>> Start Supplied data
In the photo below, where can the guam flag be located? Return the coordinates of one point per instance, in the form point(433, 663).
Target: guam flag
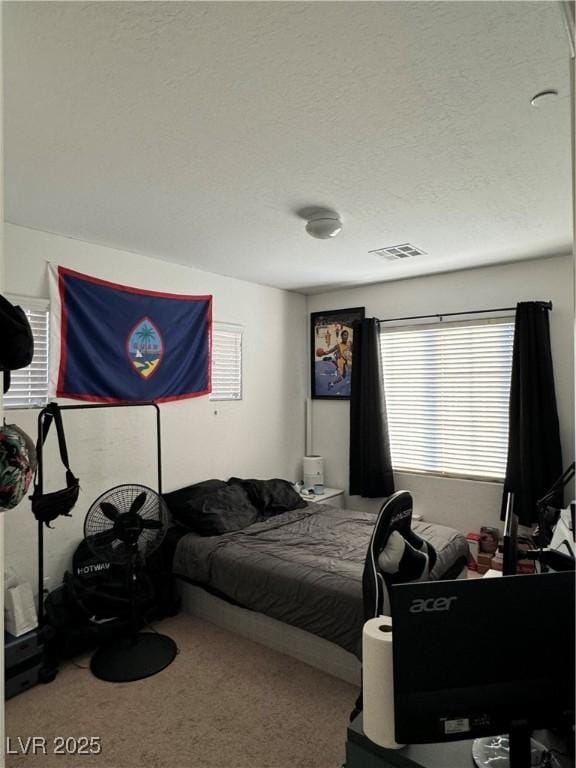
point(121, 344)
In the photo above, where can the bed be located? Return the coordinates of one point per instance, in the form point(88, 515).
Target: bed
point(303, 567)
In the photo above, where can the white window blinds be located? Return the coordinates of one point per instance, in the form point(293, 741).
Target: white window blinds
point(29, 386)
point(447, 391)
point(226, 362)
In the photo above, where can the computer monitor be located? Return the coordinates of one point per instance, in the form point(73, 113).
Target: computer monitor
point(510, 539)
point(483, 657)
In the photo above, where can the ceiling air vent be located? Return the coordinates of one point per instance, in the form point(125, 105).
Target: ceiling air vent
point(395, 252)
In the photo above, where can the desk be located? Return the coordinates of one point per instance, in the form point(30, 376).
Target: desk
point(363, 753)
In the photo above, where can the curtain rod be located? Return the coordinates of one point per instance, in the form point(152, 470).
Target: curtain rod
point(544, 304)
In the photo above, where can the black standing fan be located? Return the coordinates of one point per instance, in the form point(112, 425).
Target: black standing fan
point(124, 526)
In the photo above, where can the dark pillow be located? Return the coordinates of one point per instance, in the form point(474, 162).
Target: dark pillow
point(271, 497)
point(211, 507)
point(229, 509)
point(186, 504)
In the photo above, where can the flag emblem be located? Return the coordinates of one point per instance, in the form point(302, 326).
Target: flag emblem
point(145, 347)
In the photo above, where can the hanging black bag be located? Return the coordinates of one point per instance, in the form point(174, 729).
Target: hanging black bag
point(48, 506)
point(17, 339)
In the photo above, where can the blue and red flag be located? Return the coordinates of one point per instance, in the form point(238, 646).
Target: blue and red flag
point(123, 344)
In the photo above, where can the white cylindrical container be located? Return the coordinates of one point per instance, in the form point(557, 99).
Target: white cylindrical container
point(378, 682)
point(313, 471)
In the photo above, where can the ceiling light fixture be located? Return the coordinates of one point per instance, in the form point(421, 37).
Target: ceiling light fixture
point(324, 224)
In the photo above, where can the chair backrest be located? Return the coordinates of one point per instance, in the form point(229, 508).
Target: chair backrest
point(374, 591)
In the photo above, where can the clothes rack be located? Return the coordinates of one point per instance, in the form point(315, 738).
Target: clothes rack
point(83, 406)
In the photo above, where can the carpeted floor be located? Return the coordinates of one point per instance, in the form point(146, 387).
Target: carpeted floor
point(225, 702)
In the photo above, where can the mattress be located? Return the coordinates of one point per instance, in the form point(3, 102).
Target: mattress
point(302, 567)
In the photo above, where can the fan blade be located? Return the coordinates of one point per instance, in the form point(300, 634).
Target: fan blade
point(138, 502)
point(152, 525)
point(102, 539)
point(110, 511)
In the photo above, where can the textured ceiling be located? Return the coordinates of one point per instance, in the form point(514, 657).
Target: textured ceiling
point(195, 132)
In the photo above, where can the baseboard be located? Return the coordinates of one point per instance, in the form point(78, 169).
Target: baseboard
point(281, 637)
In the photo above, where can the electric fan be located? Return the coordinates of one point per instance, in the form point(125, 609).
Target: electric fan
point(125, 525)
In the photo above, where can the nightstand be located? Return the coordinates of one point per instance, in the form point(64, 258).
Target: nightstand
point(332, 496)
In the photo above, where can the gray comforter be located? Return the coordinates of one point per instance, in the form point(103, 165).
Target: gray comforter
point(302, 567)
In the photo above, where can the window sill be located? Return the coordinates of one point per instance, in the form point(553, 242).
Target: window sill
point(450, 476)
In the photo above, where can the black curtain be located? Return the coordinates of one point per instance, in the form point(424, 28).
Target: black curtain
point(534, 451)
point(370, 463)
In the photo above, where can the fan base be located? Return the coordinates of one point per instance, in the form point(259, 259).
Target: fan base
point(133, 658)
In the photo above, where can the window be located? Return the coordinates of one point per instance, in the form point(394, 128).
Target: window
point(447, 389)
point(226, 362)
point(29, 386)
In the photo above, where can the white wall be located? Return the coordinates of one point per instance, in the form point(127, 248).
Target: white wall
point(464, 504)
point(261, 436)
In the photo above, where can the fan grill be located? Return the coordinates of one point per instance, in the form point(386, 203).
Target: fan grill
point(99, 529)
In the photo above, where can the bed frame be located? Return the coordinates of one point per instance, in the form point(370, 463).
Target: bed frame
point(272, 633)
point(275, 634)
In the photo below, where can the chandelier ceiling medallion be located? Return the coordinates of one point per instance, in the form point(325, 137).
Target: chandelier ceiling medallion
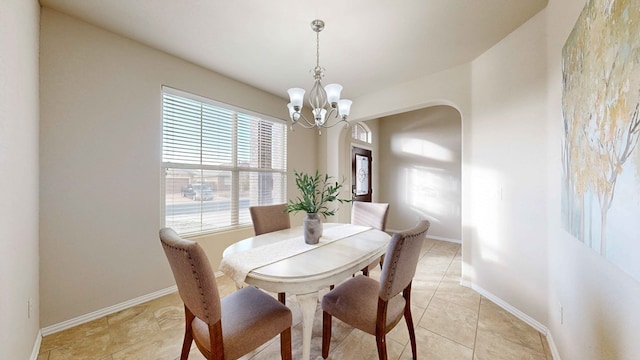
point(325, 101)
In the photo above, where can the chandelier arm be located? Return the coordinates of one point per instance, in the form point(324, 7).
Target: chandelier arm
point(346, 123)
point(308, 124)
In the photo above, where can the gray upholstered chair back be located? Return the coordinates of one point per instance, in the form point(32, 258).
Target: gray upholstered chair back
point(268, 218)
point(370, 214)
point(194, 277)
point(401, 260)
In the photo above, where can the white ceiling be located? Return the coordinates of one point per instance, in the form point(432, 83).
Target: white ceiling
point(366, 44)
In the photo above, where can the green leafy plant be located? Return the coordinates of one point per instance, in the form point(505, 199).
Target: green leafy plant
point(317, 192)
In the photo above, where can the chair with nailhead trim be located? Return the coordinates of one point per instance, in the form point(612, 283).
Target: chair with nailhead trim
point(225, 328)
point(376, 307)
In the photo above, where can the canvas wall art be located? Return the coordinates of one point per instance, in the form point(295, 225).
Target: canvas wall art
point(600, 155)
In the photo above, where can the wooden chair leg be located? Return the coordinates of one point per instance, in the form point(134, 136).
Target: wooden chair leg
point(285, 344)
point(326, 334)
point(365, 271)
point(381, 342)
point(188, 336)
point(406, 293)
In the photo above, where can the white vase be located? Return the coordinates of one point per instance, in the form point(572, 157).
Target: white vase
point(312, 225)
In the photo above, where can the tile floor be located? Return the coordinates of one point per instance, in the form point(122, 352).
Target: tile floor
point(452, 322)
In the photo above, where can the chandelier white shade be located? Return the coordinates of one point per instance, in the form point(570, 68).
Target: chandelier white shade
point(325, 101)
>> End Supplied data
Task to complete: Revise every entry above, replacing "Return the coordinates" with "Give the coordinates" wherever it appears and leaving everything else unchanged. Omit the pictures from your answer.

Worked answer:
In the photo below, where can the guam flag be located? Give the coordinates of one point per instance, in the form point(433, 663).
Target: guam flag
point(121, 344)
In the photo above, where can the bed be located? Give the coordinates of one point per instance, in the form point(88, 515).
Target: bed
point(303, 567)
In the photo above, where can the white window blinds be located? Give the coordinates of one point per instance, in the form point(293, 741).
Target: white window blinds
point(29, 386)
point(447, 391)
point(226, 362)
In the photo above, where can the computer monitor be located? Give the coordinates of one point per instance, in the form point(73, 113).
Target: computer monitor
point(510, 539)
point(483, 657)
In the photo above, where can the ceiling air vent be located? Give the coordinates of one point per instance, in the form point(125, 105).
Target: ceiling air vent
point(395, 252)
In the photo above, where can the desk be located? Give the coordinates of one point per instance, in the form point(30, 376).
Target: desk
point(363, 753)
In the photo above, where can the curtain rod be located? Give the coordinates of one point per instance, in the form point(152, 470).
Target: curtain rod
point(544, 304)
In the photo above, where can the black standing fan be located? Give the coordinates of one point per instance, in the form point(112, 425).
Target: black standing fan
point(124, 526)
In the photo above, where can the dark pillow be located? Give the coordinates of one point per instance, in the form point(474, 162).
Target: dark pillow
point(271, 497)
point(211, 507)
point(229, 509)
point(186, 504)
In the photo above, where can the flag emblem be located? Give the coordinates of one point per instance, in the form point(302, 326).
Target: flag emblem
point(145, 347)
In the photo above, where can the hanging black bag be located? Give the coordinates of one point per instance, in the form point(174, 729).
Target: hanging black bag
point(48, 506)
point(17, 339)
In the photo above, where can the blue and red flag be located? Give the coordinates of one point per instance, in the form point(238, 646).
Target: blue and red flag
point(123, 344)
In the photo above, where can the white cylindrical container be located? Give the coordinates of one point per instance, in the form point(557, 99).
Target: white cylindrical container
point(378, 682)
point(313, 471)
In the photo above, where can the ceiling light fixture be located? Give the coordinates of one point per instance, in the form point(421, 37).
Target: ceiling light fixture
point(324, 224)
In the photo above, where can the chair backrest be located? Give the coordinates of one point per instance, in the form point(229, 508).
Target: chair backrest
point(374, 591)
In the photo above, where can the clothes rack be located? Give the coordinates of one point per instance, in the form point(315, 738).
Target: clothes rack
point(83, 406)
In the photo above, where can the carpeted floor be located? Give the coordinates of one point per instance, in the form point(146, 387).
Target: carpeted floor
point(225, 702)
In the photo above, where can the mattress be located? Give the coordinates of one point per instance, in the form point(3, 102).
Target: mattress
point(302, 567)
In the photo above, where can the fan blade be located? Give the coordinates of one point per instance, in the form point(300, 634).
Target: fan blade
point(138, 502)
point(152, 525)
point(102, 539)
point(110, 511)
In the photo above, where can the textured ceiling be located? Give the coordinates of one point per instance, in the form point(514, 657).
Target: textured ceiling
point(195, 132)
In the photo above, where can the baseboard be located? Give the coordinates of one point per instance, in the form point(78, 169).
Target: baseboard
point(281, 637)
In the photo above, where can the electric fan be located? Give the coordinates of one point per instance, in the form point(125, 609).
Target: electric fan
point(125, 525)
In the photo above, where can the nightstand be located? Give the coordinates of one point per instance, in the form point(64, 258).
Target: nightstand
point(332, 496)
In the photo above, where can the gray comforter be located? Give the coordinates of one point per instance, in the form point(103, 165).
Target: gray comforter
point(302, 567)
In the photo above, where can the window sill be located? Give the coordinates of one point per instance, in the form point(553, 242).
Target: window sill
point(450, 476)
In the photo above, where can the black curtain be located? Give the coordinates of one point per instance, in the form point(424, 28).
Target: black curtain
point(534, 451)
point(370, 463)
In the photo above, where can the fan base be located? Give the coordinates of one point per instance, in the form point(259, 259).
Target: fan base
point(133, 658)
In the photo above, where can the window be located? Give the coordinates of one point per instance, in the form point(394, 128).
Target: window
point(447, 389)
point(226, 362)
point(29, 386)
In the photo above, where can the white wall be located? Give the coordinates of one point per instance, in the form point(127, 248).
Target: white wall
point(464, 504)
point(261, 436)
In the photo above, where can the fan grill be located? Give the coordinates of one point per instance, in the form point(386, 203).
Target: fan grill
point(99, 529)
In the photo above, where can the bed frame be located? Give the coordinates of one point per instance, in the form point(370, 463).
Target: bed frame
point(272, 633)
point(275, 634)
In the photo below, where can the chandelier ceiling medallion be located? Give the coordinates of one point per instance, in the form point(325, 137).
Target: chandelier ceiling medallion
point(325, 101)
In the photo above, where can the chandelier arm be located? Give the coordinates of one point per instance, in the form point(324, 7).
Target: chandelier arm
point(346, 123)
point(308, 124)
In the photo above, where can the gray upholstered chair back be located? Give the coordinates of one point per instance, in the form point(32, 258).
Target: gray upholstered chair back
point(268, 218)
point(370, 214)
point(194, 277)
point(401, 260)
In the photo above, where can the white ceiling be located? Give the coordinates of one point per instance, in the form point(432, 83).
Target: white ceiling
point(366, 44)
In the photo above, where can the green leafy plant be located? Give the coordinates of one point per instance, in the form point(505, 199).
Target: green leafy plant
point(317, 192)
In the photo above, where can the chair with nailhead trim be located? Give the coordinates of one point per instance, in the form point(612, 283).
Target: chair with nailhead trim
point(225, 328)
point(376, 307)
In the photo above, where can the canvas wall art be located? Give the coordinates of one point per instance, in the form point(295, 225).
Target: canvas wall art
point(600, 155)
In the photo above, where can the wooden chair leg be located? Give the coordinates of one point per instance, in the form point(134, 136).
Target: wooden chair leg
point(285, 344)
point(326, 334)
point(365, 271)
point(381, 342)
point(188, 336)
point(406, 293)
In the photo above, where can the white vase be located? Give the coordinates of one point per instance, in the form point(572, 157).
Target: white vase
point(312, 225)
In the photo above, where can the tile floor be located? Give the coordinates of one point per instance, in the form point(122, 352).
Target: tile floor
point(452, 322)
In the photo above, where can the chandelier white shade be located? Give the coordinates of one point per instance, in the form point(570, 68).
Target: chandelier white shade
point(325, 101)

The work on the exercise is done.